DONNÉES.
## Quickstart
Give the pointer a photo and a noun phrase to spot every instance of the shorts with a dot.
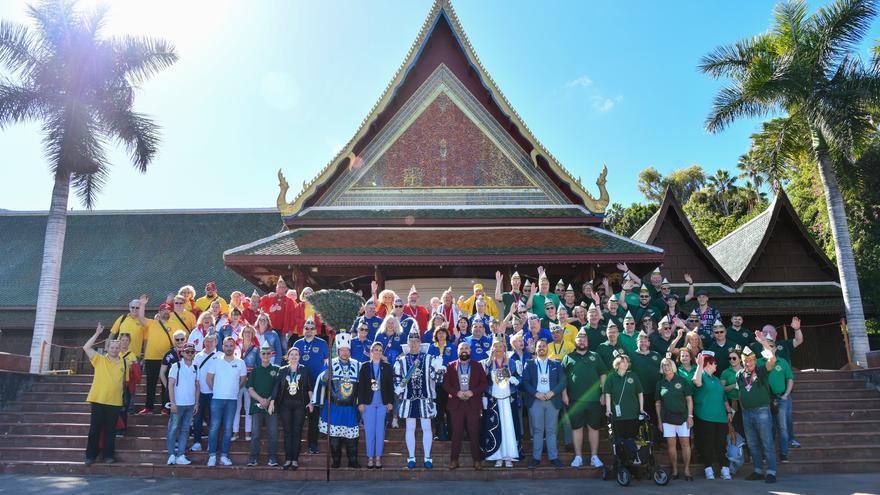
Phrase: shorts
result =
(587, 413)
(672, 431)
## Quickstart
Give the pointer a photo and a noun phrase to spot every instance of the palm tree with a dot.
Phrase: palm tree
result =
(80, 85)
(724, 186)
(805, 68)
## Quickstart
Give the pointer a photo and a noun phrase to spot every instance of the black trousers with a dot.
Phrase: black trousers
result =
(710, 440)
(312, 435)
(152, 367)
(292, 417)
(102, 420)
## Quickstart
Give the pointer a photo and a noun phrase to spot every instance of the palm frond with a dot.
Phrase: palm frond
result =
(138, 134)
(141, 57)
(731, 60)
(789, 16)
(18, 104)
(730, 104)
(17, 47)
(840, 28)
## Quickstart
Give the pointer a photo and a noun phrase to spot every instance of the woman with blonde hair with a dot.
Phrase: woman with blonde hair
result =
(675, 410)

CONSIGNE DONNÉE. Extrayez toutes les lignes des données ci-dessus sans rien y modifier, en omettant les images.

RÉSULTAT ATTENDU.
## Quickstart
Give the pointer a photo and a noun phrase to spot every instance of the shorts with a dot.
Phrase: shorts
result =
(587, 413)
(672, 431)
## Quickstart
Give the pointer a photo and a noun phrase to spot every instance of the palm tree with a dot.
Phrase: palm tree
result =
(80, 85)
(724, 186)
(805, 68)
## Quickstart
Give the pointer a photo and a noun phrase to spot every instance of the black trousers with a dot.
Phrase: black trousers
result =
(710, 440)
(312, 435)
(152, 367)
(292, 417)
(102, 420)
## Quickstart
Give the pointer a photo and a noun phrase to spot every instance of the palm frond with a dot.
Phrase: palm frond
result =
(138, 134)
(141, 57)
(731, 60)
(789, 16)
(18, 104)
(730, 104)
(17, 47)
(840, 28)
## Quickstart
Give the pointer a photo and a noun phrase to spot every instance of the woman with blonde hair with a dot.
Phrase: woman with blonde hair
result =
(675, 410)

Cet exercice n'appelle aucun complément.